» Records for processing
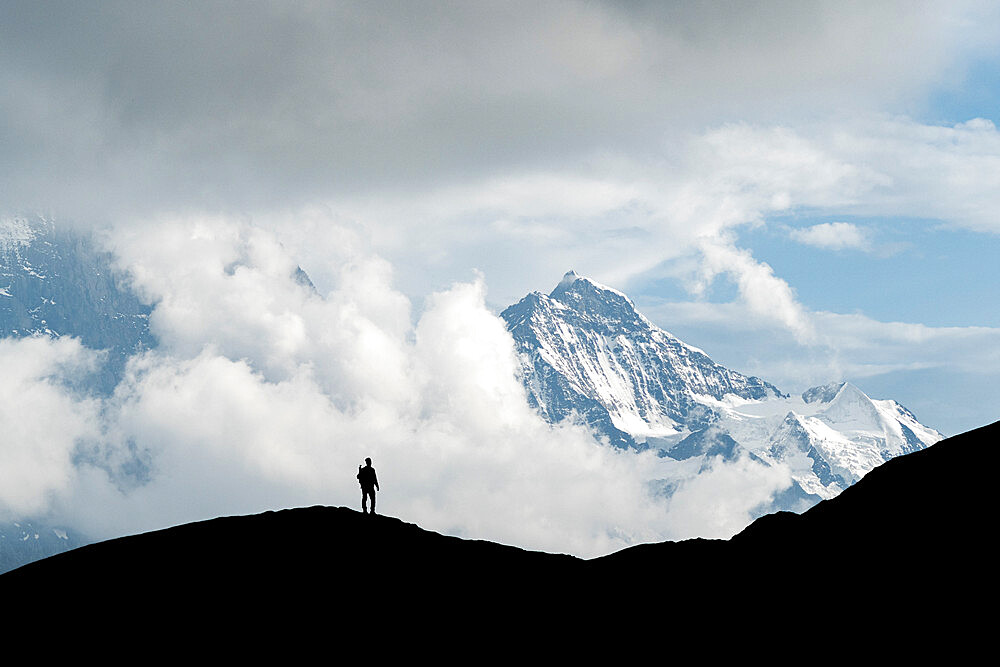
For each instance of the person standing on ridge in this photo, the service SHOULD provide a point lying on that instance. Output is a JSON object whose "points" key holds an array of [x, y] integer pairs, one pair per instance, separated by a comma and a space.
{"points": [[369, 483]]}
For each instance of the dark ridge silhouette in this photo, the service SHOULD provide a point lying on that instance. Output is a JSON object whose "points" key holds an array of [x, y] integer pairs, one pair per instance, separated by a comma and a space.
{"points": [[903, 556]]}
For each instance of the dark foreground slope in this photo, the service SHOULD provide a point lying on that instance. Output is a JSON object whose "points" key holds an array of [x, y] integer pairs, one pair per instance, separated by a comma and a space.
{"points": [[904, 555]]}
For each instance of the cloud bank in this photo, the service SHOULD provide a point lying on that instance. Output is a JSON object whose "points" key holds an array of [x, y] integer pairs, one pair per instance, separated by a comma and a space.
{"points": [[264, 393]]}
==
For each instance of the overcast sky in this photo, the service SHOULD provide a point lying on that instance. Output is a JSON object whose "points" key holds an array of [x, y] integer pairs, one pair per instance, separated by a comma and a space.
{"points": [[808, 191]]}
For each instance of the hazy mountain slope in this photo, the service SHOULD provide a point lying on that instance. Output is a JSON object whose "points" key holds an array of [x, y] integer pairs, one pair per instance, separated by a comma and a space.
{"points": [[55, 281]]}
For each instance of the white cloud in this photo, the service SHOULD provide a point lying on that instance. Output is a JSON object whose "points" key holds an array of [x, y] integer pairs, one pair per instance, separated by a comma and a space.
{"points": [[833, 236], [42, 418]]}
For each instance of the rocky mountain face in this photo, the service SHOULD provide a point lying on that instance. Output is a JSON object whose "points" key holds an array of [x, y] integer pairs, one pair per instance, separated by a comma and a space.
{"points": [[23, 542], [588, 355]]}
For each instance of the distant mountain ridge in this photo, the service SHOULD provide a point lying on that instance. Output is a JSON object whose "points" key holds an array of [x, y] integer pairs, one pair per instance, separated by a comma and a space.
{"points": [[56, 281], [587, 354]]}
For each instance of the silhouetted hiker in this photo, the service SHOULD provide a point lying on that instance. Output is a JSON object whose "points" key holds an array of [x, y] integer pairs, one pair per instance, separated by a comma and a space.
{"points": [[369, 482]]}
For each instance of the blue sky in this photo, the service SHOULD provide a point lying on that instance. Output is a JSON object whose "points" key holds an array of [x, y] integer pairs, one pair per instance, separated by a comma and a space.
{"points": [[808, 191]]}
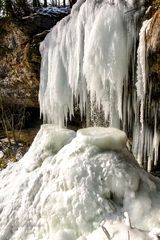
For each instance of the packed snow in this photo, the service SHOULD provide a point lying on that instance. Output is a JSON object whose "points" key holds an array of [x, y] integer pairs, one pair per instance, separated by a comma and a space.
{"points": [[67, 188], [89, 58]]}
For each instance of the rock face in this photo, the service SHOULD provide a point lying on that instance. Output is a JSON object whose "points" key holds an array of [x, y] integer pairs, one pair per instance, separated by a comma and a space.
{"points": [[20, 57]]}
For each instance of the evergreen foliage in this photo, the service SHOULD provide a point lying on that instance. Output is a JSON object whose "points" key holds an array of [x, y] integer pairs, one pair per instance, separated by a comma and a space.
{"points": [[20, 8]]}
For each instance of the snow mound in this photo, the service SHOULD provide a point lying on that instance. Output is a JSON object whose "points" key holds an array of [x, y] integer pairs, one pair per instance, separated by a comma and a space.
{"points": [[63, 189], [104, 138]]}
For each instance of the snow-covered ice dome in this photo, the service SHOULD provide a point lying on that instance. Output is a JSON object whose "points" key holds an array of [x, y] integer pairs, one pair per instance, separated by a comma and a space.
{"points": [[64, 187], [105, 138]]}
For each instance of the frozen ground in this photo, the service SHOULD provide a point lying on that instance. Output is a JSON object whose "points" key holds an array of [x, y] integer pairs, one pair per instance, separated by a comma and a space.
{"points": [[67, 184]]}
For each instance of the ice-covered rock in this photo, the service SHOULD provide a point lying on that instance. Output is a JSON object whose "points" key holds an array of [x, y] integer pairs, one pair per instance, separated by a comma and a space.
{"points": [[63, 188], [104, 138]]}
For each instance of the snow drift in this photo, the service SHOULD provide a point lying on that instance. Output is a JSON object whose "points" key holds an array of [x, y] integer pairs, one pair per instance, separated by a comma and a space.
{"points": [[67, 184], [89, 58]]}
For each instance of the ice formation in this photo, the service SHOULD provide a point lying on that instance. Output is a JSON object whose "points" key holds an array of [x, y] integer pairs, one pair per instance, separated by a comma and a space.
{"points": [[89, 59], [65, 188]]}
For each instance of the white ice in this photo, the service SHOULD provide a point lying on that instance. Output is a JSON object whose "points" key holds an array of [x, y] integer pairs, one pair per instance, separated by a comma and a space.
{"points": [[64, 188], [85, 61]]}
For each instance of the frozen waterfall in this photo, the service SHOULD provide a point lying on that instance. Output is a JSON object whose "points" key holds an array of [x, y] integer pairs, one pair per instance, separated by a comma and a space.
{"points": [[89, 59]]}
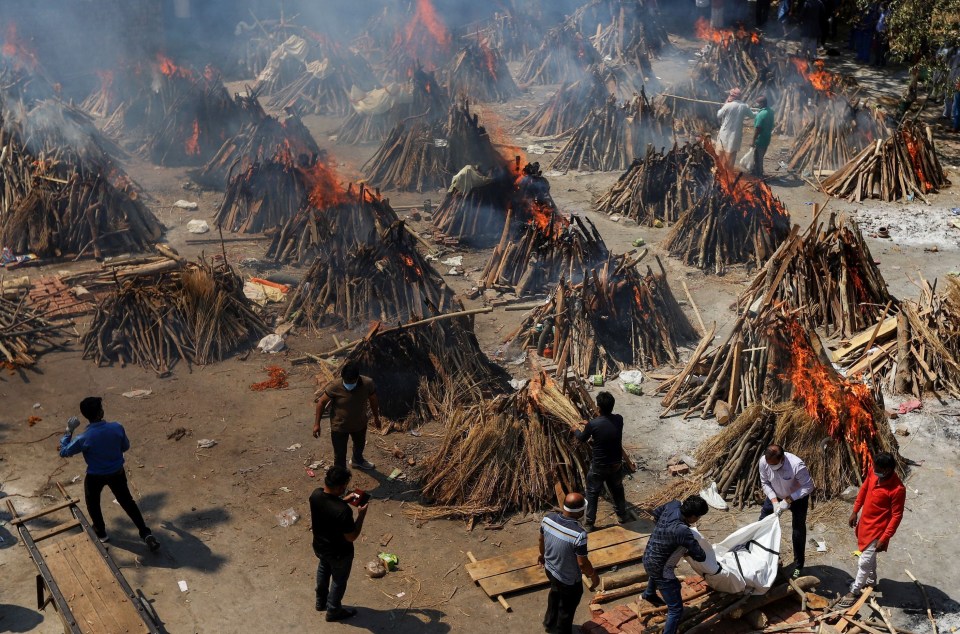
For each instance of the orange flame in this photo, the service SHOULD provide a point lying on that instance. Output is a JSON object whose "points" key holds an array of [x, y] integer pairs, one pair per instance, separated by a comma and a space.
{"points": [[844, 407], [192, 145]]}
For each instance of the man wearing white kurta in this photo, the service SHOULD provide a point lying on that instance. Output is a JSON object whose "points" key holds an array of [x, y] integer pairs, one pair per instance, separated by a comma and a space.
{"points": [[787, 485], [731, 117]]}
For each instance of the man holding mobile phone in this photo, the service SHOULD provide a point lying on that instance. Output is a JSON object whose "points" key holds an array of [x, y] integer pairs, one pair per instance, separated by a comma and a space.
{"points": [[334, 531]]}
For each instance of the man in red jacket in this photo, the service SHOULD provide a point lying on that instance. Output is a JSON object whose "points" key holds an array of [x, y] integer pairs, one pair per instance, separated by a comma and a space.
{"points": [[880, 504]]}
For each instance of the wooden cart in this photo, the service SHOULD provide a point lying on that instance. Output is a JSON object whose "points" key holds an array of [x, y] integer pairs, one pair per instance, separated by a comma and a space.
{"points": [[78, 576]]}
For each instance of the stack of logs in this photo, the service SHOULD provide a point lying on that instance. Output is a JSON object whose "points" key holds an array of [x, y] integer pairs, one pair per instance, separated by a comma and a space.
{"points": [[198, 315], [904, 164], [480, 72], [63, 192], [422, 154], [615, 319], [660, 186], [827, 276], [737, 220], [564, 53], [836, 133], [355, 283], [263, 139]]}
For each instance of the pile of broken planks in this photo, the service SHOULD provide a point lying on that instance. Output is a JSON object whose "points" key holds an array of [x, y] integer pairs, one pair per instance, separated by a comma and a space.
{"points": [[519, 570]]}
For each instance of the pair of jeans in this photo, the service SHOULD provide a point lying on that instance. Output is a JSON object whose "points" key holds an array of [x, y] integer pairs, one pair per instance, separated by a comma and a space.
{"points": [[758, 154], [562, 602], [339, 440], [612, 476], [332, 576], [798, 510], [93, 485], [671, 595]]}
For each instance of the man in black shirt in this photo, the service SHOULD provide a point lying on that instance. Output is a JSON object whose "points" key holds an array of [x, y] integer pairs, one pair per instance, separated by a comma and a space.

» Given instruction
Count the lines in the listing above that contain the word "dark" and reply with the number alone.

» Response to this task
2